Task prompt: Which lines in the listing below contain the string "bush"? Pick out every one, treating uppercase and lowercase letters as different.

Input for this task:

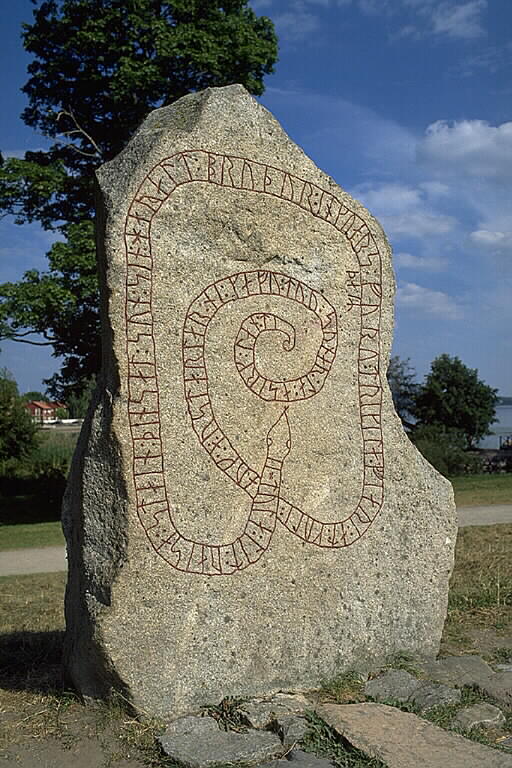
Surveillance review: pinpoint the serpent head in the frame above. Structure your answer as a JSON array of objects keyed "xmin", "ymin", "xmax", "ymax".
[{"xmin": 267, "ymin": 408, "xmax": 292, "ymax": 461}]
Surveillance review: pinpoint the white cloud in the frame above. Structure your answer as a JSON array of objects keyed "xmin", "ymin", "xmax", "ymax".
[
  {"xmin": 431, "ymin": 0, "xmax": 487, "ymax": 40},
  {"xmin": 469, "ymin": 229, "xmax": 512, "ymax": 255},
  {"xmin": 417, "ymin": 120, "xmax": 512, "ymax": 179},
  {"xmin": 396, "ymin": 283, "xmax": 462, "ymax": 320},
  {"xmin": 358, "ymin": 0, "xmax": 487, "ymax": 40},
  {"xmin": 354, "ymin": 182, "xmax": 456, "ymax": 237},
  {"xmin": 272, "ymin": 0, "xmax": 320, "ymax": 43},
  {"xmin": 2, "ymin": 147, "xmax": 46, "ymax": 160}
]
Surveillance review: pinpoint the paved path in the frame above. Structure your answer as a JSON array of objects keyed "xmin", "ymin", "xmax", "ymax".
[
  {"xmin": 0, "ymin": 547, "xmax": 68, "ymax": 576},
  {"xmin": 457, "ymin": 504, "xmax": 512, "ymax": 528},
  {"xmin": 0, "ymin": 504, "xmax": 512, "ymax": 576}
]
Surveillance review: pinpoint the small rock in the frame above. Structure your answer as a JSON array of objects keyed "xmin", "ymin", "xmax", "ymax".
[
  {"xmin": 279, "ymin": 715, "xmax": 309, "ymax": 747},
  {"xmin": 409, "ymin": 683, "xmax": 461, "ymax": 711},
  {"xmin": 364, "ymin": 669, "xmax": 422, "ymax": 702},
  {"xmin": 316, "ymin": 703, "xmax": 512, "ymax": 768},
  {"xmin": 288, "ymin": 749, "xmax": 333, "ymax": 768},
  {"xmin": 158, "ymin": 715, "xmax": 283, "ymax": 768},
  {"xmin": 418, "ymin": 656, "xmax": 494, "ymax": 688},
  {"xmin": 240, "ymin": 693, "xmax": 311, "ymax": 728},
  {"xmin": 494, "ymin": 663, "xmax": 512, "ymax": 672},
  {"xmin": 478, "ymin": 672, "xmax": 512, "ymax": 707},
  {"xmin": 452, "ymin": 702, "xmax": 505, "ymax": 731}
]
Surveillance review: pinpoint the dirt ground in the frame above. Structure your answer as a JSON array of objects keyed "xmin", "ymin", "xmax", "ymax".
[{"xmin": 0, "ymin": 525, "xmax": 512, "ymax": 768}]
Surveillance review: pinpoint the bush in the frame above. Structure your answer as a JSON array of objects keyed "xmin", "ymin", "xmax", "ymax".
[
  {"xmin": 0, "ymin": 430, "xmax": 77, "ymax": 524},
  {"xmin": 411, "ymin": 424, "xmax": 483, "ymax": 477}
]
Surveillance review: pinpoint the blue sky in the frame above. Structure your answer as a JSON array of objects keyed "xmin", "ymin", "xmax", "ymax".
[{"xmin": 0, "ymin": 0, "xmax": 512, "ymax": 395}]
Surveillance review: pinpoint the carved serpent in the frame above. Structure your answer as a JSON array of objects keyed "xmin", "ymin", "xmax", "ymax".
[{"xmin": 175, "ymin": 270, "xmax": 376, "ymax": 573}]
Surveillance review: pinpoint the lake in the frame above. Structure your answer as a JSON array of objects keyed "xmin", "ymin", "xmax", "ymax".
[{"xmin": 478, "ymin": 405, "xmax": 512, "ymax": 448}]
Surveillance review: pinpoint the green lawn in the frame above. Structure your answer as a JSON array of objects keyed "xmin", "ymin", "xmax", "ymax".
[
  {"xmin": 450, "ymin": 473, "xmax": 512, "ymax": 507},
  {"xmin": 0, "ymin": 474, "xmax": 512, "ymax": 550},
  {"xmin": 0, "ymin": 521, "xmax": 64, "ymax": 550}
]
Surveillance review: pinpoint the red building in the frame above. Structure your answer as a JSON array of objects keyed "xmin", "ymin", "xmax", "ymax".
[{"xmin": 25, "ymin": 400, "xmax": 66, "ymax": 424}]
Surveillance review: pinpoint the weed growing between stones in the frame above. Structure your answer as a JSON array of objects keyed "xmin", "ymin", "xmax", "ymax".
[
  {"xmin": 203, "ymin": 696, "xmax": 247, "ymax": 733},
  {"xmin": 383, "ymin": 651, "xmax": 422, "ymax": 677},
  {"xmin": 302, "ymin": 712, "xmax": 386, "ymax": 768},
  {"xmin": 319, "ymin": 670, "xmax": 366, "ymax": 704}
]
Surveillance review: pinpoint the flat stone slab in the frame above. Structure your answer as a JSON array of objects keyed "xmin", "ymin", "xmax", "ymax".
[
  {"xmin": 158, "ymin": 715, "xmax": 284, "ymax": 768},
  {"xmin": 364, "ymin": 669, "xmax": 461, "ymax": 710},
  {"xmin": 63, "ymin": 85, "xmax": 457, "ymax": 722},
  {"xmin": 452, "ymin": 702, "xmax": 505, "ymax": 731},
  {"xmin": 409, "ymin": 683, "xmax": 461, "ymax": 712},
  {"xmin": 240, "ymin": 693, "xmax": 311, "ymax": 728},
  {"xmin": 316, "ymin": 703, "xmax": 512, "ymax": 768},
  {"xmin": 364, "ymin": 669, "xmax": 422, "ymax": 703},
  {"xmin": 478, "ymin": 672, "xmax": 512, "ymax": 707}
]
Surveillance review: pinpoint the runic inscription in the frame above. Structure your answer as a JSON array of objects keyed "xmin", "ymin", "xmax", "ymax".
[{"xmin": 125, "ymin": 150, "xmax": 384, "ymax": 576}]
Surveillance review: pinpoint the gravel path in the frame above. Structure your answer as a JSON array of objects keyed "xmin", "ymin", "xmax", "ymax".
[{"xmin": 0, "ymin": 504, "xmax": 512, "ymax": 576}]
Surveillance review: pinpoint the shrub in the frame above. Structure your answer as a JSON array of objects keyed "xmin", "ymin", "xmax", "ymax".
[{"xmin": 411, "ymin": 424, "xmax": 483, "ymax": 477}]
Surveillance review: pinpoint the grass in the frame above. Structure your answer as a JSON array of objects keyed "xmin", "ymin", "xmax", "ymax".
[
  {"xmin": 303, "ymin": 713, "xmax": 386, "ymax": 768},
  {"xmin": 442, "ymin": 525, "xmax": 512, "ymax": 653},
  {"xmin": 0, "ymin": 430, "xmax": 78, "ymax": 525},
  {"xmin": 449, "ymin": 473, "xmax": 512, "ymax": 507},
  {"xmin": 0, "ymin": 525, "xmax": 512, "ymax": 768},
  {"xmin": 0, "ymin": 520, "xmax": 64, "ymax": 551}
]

---

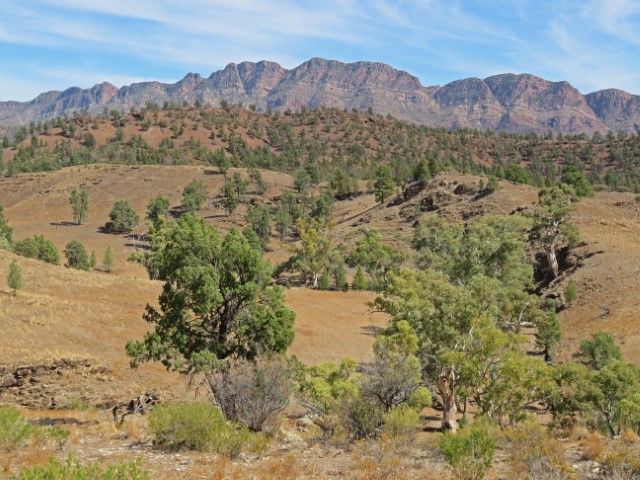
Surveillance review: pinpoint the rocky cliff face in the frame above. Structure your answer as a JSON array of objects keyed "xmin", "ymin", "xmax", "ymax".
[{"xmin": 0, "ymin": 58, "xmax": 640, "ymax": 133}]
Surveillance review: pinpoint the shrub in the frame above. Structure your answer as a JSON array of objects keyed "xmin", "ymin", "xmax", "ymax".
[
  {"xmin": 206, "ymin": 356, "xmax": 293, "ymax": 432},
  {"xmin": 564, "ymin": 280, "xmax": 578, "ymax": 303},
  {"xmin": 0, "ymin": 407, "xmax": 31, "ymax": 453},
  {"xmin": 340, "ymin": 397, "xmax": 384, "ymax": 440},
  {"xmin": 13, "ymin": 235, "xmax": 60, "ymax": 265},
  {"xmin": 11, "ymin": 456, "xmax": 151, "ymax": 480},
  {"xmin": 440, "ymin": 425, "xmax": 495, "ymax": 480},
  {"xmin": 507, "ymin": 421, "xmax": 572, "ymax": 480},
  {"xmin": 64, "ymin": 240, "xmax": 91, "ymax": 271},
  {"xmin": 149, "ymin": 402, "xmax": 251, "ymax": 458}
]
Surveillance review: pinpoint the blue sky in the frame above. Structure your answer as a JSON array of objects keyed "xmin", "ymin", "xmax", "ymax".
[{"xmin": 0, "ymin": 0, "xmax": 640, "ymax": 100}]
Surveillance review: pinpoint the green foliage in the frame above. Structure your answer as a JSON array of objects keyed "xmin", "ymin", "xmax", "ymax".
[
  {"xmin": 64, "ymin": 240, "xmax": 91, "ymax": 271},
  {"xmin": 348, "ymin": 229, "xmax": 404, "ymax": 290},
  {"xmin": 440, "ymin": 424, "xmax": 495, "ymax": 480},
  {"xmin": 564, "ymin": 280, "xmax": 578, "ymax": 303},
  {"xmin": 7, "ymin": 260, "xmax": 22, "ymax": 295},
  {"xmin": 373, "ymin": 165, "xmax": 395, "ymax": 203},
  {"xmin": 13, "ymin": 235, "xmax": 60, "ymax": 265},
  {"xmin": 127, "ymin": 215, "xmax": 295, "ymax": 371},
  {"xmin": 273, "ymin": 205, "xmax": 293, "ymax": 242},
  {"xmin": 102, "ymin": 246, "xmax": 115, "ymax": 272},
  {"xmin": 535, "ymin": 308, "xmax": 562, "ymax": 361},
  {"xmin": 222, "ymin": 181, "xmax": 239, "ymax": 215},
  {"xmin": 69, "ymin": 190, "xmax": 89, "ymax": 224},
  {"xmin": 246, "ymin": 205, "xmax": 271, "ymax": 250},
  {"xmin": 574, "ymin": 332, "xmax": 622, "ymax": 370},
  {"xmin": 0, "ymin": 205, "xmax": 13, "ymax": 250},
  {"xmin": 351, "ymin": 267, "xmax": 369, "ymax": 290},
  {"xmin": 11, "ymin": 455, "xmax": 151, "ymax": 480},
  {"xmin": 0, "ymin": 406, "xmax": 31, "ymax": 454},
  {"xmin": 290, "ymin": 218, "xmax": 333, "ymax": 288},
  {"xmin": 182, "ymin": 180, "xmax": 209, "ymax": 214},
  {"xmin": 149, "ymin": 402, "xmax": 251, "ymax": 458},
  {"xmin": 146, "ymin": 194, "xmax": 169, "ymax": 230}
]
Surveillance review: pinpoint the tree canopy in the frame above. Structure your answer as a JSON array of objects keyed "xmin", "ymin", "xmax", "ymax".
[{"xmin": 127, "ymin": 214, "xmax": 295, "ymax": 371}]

---

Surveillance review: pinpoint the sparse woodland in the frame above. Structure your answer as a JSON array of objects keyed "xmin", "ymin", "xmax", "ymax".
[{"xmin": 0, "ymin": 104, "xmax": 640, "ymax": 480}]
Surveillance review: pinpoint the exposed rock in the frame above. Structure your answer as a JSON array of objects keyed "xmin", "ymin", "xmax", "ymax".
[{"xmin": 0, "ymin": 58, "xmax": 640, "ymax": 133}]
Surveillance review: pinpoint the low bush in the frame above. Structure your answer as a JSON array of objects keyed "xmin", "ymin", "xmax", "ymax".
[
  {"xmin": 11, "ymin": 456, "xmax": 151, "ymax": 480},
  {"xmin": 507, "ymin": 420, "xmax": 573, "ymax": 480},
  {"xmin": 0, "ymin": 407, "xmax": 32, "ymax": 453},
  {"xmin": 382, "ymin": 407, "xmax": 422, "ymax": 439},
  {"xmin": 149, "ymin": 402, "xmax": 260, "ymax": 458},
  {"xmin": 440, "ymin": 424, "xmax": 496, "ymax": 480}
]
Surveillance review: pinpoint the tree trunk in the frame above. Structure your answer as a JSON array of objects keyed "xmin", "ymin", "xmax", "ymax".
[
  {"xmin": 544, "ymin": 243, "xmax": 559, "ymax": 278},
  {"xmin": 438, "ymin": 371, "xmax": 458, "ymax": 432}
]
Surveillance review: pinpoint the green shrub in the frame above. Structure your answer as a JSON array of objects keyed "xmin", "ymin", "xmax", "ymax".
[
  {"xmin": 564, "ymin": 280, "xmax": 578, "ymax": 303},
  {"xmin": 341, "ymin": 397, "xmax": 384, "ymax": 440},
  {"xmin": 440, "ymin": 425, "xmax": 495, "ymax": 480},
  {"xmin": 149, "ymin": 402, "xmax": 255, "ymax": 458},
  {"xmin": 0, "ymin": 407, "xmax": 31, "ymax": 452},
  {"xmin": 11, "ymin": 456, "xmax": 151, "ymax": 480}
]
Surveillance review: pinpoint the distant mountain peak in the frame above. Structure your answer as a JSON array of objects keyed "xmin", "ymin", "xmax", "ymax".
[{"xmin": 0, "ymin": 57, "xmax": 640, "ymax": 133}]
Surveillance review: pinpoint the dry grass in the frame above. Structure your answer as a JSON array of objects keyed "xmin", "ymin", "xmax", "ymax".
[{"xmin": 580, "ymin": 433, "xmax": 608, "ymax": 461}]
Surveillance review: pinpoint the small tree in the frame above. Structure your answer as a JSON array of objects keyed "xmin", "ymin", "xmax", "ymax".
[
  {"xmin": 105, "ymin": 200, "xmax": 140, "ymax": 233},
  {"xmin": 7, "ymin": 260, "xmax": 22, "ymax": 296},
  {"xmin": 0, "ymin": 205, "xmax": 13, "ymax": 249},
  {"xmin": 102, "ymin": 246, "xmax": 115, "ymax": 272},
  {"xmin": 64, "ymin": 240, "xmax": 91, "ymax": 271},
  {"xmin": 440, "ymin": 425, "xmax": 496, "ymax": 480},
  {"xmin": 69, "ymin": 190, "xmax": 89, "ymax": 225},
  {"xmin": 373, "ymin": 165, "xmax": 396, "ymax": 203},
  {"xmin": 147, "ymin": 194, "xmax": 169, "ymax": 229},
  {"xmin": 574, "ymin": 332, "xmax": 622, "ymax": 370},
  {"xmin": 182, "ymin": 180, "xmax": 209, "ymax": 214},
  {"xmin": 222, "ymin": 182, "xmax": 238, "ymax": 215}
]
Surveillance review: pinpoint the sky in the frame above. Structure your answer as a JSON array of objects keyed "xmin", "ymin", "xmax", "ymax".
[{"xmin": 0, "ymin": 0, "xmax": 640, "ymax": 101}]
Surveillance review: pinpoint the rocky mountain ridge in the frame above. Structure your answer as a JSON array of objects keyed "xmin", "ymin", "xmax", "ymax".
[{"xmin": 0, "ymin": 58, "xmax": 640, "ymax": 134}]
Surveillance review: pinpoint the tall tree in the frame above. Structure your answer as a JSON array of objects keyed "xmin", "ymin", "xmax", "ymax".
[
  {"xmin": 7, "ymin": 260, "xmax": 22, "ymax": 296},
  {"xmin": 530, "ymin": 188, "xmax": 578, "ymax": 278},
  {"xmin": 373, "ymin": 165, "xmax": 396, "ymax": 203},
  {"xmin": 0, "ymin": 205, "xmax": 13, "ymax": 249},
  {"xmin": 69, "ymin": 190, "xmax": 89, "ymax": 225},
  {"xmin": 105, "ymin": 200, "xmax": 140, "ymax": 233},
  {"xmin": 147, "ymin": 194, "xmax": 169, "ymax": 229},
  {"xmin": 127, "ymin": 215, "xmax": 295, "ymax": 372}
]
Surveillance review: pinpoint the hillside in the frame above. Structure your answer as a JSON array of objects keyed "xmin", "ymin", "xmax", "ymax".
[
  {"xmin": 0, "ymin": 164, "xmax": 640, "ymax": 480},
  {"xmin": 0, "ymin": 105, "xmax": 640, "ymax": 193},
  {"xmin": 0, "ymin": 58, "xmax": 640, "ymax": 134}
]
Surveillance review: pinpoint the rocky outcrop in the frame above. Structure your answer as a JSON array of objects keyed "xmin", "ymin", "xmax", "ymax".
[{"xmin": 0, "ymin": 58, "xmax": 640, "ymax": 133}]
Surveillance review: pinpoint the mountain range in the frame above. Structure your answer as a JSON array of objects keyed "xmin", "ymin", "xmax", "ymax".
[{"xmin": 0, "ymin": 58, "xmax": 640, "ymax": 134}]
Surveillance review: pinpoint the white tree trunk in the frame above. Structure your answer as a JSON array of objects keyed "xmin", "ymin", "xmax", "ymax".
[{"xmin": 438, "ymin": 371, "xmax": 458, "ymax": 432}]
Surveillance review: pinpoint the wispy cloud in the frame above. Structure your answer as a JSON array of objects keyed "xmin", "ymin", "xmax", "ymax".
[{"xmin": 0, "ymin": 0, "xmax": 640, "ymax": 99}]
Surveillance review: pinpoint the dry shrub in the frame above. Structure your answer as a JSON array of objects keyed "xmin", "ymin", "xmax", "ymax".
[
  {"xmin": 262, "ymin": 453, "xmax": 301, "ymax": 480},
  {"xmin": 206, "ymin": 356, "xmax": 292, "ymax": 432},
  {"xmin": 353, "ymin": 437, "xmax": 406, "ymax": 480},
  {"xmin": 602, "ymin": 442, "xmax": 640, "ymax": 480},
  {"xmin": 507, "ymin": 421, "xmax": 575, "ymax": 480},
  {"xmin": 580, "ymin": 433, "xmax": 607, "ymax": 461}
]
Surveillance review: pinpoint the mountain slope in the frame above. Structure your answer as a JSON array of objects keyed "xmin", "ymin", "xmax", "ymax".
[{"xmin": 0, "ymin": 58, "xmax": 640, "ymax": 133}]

Reply to the exercise:
Surveillance review: pinpoint the bush in the frame above. Structure your answer as a JSON array of objects keyed "xmin", "ymin", "xmax", "ymax".
Surveillance review: pinpoint the low bush in the frame above. Structure your answer as a JSON array of objects keyed "xmin", "ymin", "xmax", "ymax".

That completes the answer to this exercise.